▸ **EXERCISE PROMPT**
Write out each of the following lines as a numbered list, skipping any blank lines and leaving the pictures out.

▸ **DATASET**

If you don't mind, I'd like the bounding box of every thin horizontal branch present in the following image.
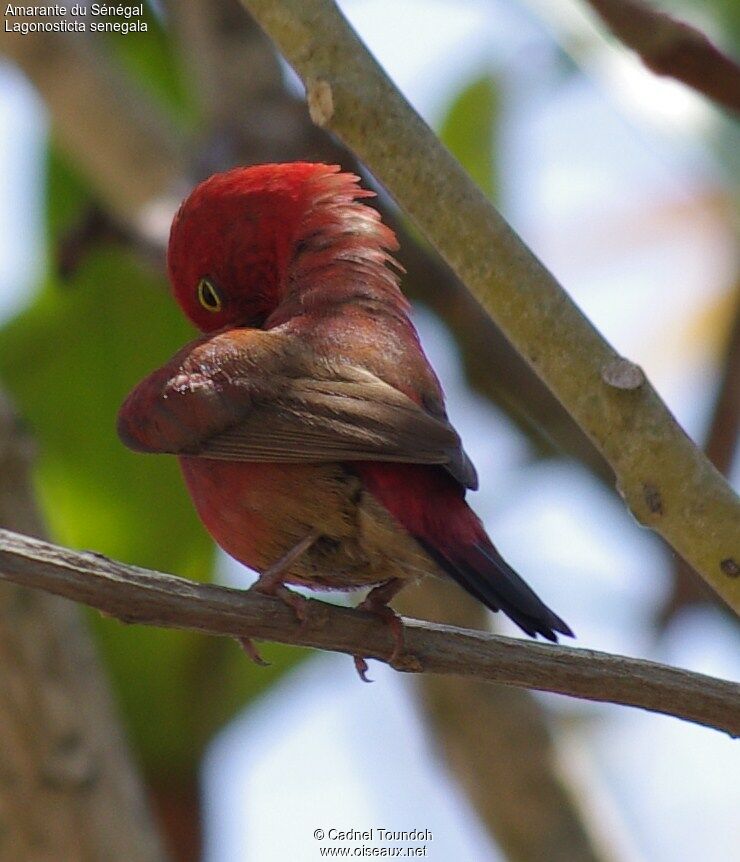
[241,0,740,613]
[586,0,740,113]
[0,530,740,736]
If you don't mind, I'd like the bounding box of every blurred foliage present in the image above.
[438,74,500,200]
[96,4,196,125]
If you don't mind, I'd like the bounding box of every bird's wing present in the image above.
[118,329,475,487]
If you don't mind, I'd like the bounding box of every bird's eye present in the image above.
[198,278,223,313]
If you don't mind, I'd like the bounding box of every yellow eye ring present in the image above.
[198,278,223,314]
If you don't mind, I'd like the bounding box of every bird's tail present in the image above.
[417,537,573,643]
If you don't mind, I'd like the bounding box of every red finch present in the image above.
[118,163,572,676]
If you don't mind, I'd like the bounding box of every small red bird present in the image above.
[118,163,572,676]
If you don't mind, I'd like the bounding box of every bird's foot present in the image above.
[354,578,407,682]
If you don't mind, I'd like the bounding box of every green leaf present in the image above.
[439,74,500,199]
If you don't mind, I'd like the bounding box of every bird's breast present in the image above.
[180,456,433,589]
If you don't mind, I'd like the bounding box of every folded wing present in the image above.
[118,329,477,487]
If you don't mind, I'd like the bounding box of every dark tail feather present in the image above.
[417,539,573,643]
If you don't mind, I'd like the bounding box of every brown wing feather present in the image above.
[114,330,476,487]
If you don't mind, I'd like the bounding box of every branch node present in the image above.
[719,557,740,578]
[306,78,334,128]
[601,356,645,390]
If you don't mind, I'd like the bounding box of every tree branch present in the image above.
[0,398,166,862]
[394,578,617,862]
[0,530,740,736]
[242,0,740,611]
[586,0,740,113]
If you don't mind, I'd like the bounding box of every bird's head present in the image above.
[167,162,396,332]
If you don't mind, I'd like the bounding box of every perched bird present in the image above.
[118,162,572,671]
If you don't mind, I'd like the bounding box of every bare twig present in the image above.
[659,283,740,626]
[242,0,740,611]
[586,0,740,113]
[394,578,616,862]
[0,392,164,862]
[0,530,740,736]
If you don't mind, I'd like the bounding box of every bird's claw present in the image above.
[353,655,372,682]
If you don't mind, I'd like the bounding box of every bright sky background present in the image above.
[0,0,740,862]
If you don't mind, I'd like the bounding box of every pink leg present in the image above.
[239,530,320,667]
[354,578,406,682]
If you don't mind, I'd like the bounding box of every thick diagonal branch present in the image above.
[0,392,165,862]
[242,0,740,611]
[0,530,740,736]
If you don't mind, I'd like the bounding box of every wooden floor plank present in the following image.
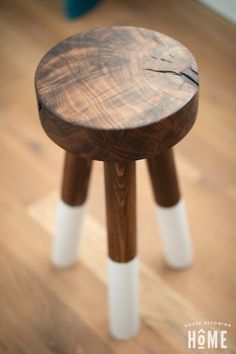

▸ **TASK OUTPUT**
1. If you don't mind, I'd like the bounding box of every thin horizontal branch present in the following image.
2. [241,0,740,613]
3. [586,0,740,113]
4. [0,530,740,736]
5. If you don't mind, I'd like the bounding box of every blurred foliage present in the image above.
6. [438,74,500,200]
7. [96,4,196,125]
8. If you don't mind, I'd like the bounding box of every bird's wing present in the image above.
9. [118,329,475,487]
10. If you don't mind, I'd like the bounding box of every bird's eye present in the image above.
11. [198,278,223,313]
12. If you don't mind, I'd like the bounding box of every yellow eye ring present in the image above.
13. [198,278,223,314]
14. If you don't mind, I'd like the bounding box of every bird's tail present in the image above.
15. [417,537,573,643]
16. If you don't mind, I'd like the bounding box of every red finch present in the image above.
17. [118,163,572,676]
18. If you don't mind, I'd like the bounding box of every small red bird present in the image above.
19. [118,163,572,676]
20. If you don't mind, I'd like the bounding box of every bird's foot present in the image above.
21. [354,578,407,682]
22. If you don't mind, I'd like the bounding box of every green leaf present in the image above.
23. [439,74,500,199]
24. If you don't mind, I'd like the bounding box of every bird's breast present in the image above.
25. [180,456,433,589]
26. If you don't mind, I'd like the bounding box of every folded wing present in the image above.
27. [118,329,477,487]
28. If you don't mind, I'd like the bounding box of every dark tail feather present in the image above.
29. [417,539,573,643]
30. If you don't mind, I'd like the bounding box of every brown wing feather present in the image above.
31. [114,330,476,487]
32. If you don't mind, I'd like the bounding box of every branch node present in the image above.
33. [719,557,740,578]
34. [306,78,334,128]
35. [601,356,645,390]
36. If you don't mind, I'd like the bounding box of every tree branch present in the image above.
37. [0,398,166,862]
38. [394,578,617,862]
39. [0,530,740,736]
40. [242,0,740,611]
41. [586,0,740,113]
42. If you don't mind, I'd like the bounding box of every bird's head present in the image above.
43. [167,162,396,332]
44. If you don't mind, I'd like the bounding box of every perched bird present in the image above.
45. [118,162,572,671]
46. If you don't mind, I'd like the bounding box of every bare twig present in the image above.
47. [659,283,740,626]
48. [242,0,740,611]
49. [586,0,740,113]
50. [394,578,616,862]
51. [0,392,164,862]
52. [0,530,740,736]
53. If you don't mind, I'd like the bounding box of every bird's claw present in the image above.
54. [353,655,372,682]
55. If you don't mind, I'd like the bounding box of every bright sky background present in the image above.
56. [0,0,740,862]
57. If you don't mind, I'd like the bounding box of every pink leg present in the image above.
58. [239,530,320,667]
59. [354,578,406,682]
60. If you don't mind, I'd like the bounding box of every thick diagonal branch present in the image above.
61. [0,392,165,862]
62. [242,0,740,611]
63. [0,530,740,736]
64. If you don't mind, I'd like the bounding box of every wooden floor plank present in the following image.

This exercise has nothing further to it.